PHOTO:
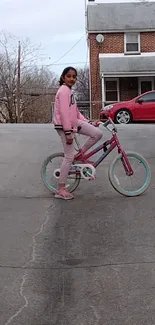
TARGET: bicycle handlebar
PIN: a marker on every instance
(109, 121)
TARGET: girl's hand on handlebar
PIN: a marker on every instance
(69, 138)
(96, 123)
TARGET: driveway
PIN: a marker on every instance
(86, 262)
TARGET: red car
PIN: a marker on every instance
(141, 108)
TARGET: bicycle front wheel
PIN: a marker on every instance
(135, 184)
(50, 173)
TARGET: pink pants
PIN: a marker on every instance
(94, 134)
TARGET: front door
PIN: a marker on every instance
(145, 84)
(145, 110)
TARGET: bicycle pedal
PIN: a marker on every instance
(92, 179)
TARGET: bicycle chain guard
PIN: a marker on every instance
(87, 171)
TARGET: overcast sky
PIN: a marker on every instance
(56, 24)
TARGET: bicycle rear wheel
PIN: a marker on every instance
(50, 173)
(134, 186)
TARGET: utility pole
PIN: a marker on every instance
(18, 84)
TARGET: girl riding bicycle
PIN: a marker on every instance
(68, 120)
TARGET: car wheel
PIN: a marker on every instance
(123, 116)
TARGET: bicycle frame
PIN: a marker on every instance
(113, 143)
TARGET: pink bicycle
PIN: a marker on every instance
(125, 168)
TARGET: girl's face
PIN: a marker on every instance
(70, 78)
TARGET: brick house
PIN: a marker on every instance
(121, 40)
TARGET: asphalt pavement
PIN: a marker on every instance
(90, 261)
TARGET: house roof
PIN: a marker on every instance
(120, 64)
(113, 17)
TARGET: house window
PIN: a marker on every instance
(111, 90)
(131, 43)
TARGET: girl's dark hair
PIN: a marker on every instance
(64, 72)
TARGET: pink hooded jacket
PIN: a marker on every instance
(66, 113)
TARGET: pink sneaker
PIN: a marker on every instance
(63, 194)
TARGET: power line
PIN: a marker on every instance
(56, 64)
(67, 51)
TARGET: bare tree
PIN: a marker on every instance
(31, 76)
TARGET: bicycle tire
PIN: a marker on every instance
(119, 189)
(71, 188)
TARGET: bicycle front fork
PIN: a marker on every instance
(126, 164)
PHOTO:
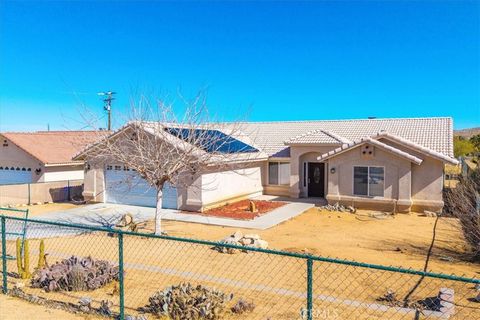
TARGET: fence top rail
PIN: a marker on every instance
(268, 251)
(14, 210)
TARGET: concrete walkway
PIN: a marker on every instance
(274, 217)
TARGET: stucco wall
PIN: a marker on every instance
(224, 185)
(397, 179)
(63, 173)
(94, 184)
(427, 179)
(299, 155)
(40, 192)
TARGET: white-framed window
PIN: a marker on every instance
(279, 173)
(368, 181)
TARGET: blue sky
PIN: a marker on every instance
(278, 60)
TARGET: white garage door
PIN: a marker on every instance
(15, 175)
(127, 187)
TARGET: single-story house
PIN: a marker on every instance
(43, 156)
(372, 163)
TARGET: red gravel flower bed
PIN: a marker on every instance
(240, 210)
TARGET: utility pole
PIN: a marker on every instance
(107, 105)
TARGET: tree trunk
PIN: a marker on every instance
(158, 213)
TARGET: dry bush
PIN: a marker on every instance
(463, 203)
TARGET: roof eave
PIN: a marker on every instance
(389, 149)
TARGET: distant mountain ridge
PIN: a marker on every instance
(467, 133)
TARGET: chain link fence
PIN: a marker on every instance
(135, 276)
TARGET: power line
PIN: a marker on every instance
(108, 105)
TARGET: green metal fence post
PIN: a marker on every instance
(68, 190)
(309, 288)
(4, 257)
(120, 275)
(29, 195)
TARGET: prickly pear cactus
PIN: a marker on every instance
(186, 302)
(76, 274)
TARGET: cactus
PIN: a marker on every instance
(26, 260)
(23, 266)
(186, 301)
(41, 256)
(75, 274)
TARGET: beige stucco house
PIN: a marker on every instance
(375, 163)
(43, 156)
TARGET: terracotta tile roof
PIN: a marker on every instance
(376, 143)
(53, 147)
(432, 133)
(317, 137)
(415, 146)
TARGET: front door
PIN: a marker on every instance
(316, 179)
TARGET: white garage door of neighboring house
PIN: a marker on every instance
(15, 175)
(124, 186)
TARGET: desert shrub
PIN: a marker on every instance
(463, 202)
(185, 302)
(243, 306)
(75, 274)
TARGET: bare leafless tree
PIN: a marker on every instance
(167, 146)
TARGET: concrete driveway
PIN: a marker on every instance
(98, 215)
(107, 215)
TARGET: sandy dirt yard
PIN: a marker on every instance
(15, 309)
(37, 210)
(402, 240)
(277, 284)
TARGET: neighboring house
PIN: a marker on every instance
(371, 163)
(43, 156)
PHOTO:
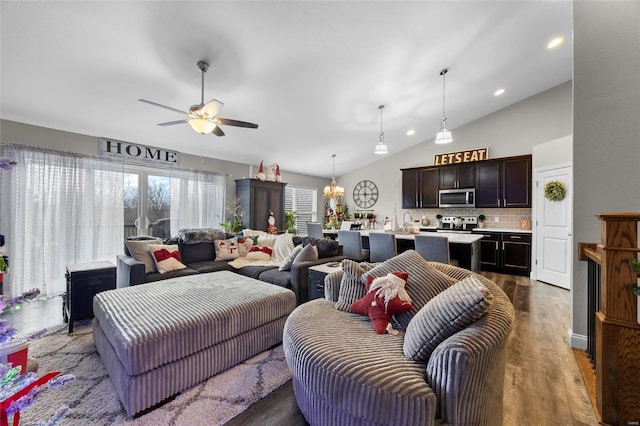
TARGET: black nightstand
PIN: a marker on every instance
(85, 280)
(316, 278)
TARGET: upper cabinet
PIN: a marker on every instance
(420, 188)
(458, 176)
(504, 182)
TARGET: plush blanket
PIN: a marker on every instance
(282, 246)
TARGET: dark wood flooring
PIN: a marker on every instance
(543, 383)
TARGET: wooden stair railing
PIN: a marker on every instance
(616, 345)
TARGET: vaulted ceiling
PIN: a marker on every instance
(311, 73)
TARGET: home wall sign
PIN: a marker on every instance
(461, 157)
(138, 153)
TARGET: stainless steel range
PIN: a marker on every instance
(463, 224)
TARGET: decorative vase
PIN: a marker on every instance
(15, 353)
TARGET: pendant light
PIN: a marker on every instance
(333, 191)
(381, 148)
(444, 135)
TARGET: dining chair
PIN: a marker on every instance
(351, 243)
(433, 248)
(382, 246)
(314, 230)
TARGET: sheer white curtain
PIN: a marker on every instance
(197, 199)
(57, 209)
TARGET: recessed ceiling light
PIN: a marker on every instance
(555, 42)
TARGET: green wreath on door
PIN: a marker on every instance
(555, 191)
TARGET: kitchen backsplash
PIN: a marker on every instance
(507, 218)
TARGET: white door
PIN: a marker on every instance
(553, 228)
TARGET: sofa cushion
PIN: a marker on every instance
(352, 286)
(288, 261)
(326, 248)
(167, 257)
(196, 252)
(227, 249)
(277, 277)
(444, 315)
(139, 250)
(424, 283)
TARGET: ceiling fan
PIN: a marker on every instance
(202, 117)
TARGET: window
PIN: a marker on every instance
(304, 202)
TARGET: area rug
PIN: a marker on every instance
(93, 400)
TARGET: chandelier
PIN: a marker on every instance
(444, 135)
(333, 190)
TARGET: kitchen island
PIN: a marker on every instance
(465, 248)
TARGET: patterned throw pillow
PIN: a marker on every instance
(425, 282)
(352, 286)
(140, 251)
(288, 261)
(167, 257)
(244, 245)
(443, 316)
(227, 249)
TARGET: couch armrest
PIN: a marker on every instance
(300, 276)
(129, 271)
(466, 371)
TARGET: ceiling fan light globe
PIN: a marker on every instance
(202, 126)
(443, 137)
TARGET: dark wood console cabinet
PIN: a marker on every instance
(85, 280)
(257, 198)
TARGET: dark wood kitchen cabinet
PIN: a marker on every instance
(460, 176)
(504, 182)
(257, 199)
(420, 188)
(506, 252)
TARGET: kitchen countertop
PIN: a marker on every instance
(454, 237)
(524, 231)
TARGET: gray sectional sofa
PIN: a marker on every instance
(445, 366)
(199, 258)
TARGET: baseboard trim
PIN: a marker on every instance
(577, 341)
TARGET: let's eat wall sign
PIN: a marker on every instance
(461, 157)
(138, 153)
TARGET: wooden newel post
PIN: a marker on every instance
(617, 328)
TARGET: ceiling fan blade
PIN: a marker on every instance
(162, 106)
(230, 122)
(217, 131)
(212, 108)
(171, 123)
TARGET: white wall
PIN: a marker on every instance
* * *
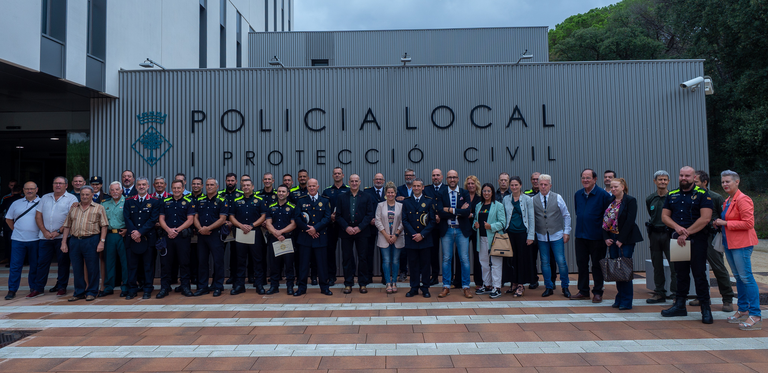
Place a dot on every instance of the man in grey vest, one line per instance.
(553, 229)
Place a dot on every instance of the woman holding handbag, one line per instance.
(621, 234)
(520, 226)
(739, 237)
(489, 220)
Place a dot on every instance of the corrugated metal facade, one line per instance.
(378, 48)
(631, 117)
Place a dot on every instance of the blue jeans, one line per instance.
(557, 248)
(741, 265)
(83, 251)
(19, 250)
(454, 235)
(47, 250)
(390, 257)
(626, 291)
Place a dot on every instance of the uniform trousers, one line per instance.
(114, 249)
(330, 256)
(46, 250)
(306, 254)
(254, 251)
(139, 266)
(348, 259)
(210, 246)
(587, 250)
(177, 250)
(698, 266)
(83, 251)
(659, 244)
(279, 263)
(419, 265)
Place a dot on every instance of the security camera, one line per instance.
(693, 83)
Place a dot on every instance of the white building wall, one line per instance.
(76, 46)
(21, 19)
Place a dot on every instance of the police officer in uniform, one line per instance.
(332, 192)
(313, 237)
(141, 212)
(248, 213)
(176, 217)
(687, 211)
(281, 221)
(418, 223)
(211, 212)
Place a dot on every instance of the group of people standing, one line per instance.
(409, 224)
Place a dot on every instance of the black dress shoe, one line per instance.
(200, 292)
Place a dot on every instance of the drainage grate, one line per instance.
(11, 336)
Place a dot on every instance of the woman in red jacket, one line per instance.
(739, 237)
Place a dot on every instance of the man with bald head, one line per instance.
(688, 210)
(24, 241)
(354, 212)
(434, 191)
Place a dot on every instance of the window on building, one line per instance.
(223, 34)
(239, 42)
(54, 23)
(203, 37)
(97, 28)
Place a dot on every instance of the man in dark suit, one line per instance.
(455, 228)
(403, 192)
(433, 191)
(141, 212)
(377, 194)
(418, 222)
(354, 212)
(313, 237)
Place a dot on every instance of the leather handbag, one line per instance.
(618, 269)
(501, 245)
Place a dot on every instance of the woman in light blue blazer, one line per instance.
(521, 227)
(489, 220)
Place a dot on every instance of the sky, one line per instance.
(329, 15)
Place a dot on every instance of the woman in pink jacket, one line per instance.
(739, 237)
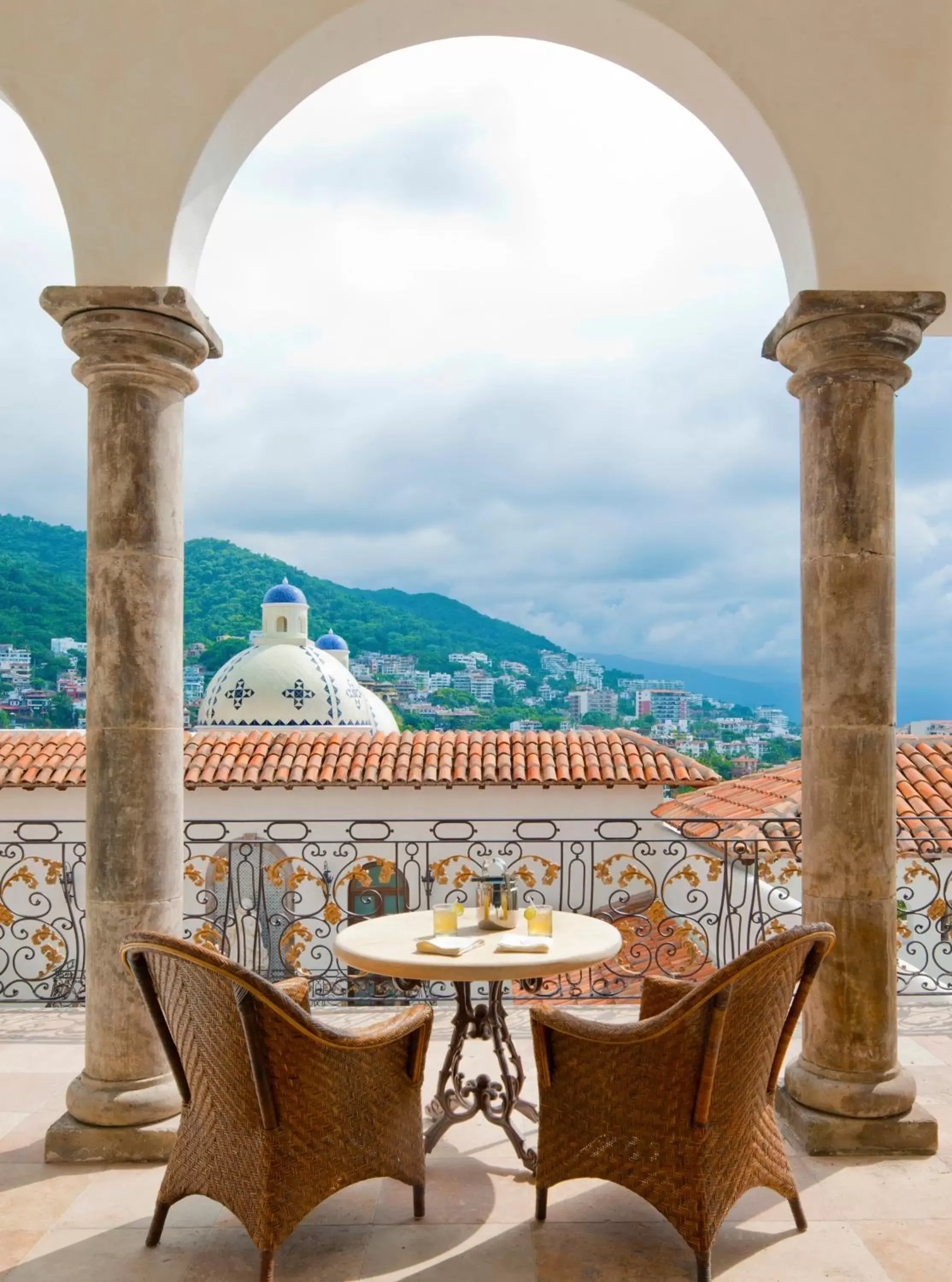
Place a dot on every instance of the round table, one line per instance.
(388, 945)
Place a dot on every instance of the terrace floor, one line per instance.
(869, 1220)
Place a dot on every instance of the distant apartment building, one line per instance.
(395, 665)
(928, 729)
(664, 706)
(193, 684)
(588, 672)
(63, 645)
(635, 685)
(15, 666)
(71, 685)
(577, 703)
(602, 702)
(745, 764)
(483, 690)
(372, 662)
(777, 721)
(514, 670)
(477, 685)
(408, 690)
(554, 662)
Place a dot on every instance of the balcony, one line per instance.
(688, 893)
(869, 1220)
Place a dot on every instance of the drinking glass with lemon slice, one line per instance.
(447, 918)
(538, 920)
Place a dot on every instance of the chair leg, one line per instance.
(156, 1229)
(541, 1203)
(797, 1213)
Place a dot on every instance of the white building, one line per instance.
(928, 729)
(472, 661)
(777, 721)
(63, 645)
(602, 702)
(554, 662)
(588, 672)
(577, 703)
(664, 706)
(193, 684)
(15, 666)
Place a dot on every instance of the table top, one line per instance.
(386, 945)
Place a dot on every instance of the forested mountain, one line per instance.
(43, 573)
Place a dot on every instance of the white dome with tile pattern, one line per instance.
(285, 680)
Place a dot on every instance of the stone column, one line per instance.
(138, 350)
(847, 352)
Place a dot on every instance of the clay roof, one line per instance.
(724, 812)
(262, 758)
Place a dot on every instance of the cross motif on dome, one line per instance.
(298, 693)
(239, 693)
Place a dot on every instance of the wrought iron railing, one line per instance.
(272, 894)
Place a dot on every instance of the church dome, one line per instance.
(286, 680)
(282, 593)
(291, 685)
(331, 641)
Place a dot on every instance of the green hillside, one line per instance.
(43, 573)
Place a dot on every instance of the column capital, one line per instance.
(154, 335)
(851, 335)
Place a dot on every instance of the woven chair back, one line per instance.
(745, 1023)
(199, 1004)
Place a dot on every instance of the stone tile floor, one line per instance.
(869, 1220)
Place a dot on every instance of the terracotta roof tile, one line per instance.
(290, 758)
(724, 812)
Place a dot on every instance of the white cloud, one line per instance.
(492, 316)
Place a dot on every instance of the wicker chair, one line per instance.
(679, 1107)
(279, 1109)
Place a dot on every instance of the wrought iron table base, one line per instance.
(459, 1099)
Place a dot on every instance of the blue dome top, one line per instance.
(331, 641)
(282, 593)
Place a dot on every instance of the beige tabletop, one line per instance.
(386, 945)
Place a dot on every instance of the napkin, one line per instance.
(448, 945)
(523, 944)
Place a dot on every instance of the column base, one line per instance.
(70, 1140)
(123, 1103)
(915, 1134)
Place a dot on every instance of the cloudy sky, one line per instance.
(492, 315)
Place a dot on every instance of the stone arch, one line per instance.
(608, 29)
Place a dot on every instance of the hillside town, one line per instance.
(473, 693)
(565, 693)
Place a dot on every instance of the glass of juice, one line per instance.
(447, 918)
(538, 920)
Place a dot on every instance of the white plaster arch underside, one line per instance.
* * *
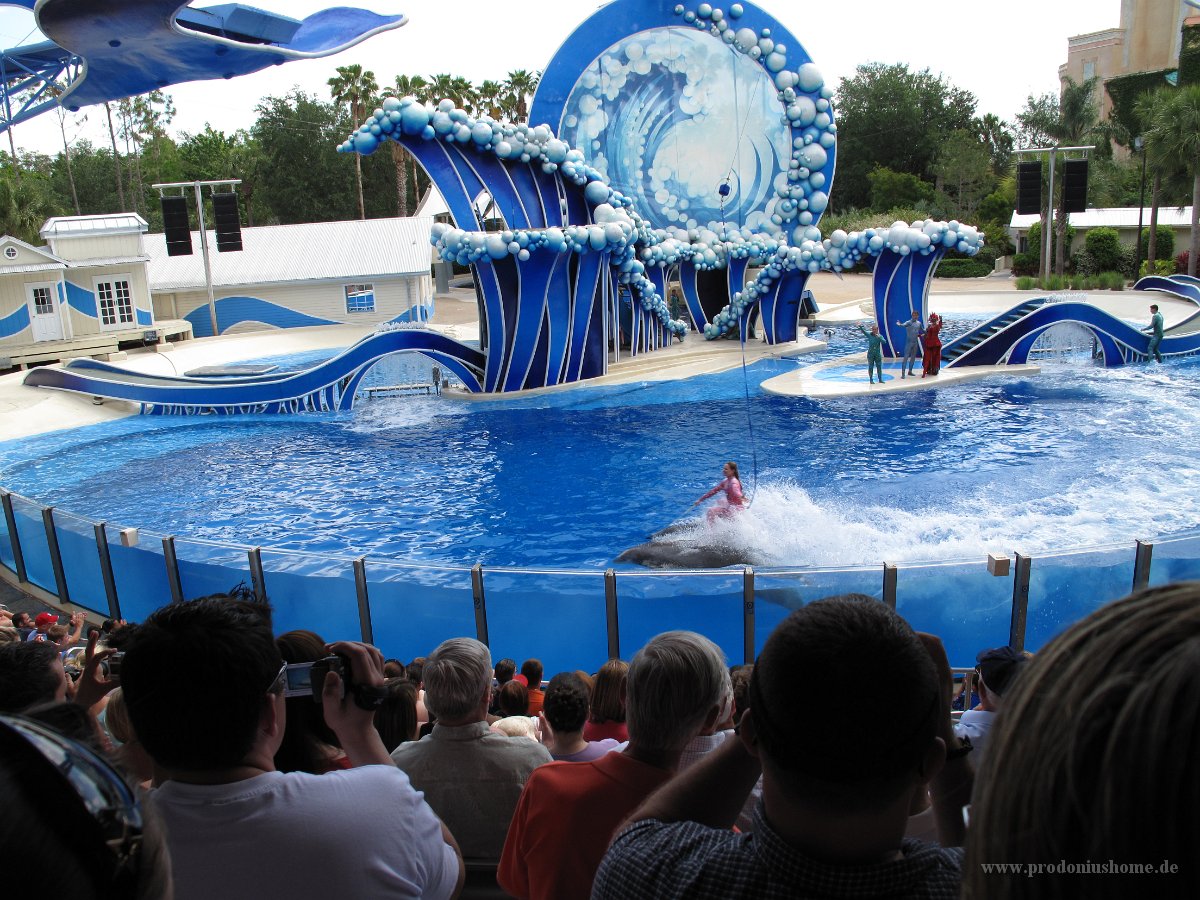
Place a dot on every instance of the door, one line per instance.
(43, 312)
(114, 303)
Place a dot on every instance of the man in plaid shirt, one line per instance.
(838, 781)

◆ **Exercise prompt**: Report how many lines above contain the string "pink", with case counting. Give only the number.

◆ **Response to the task**: 5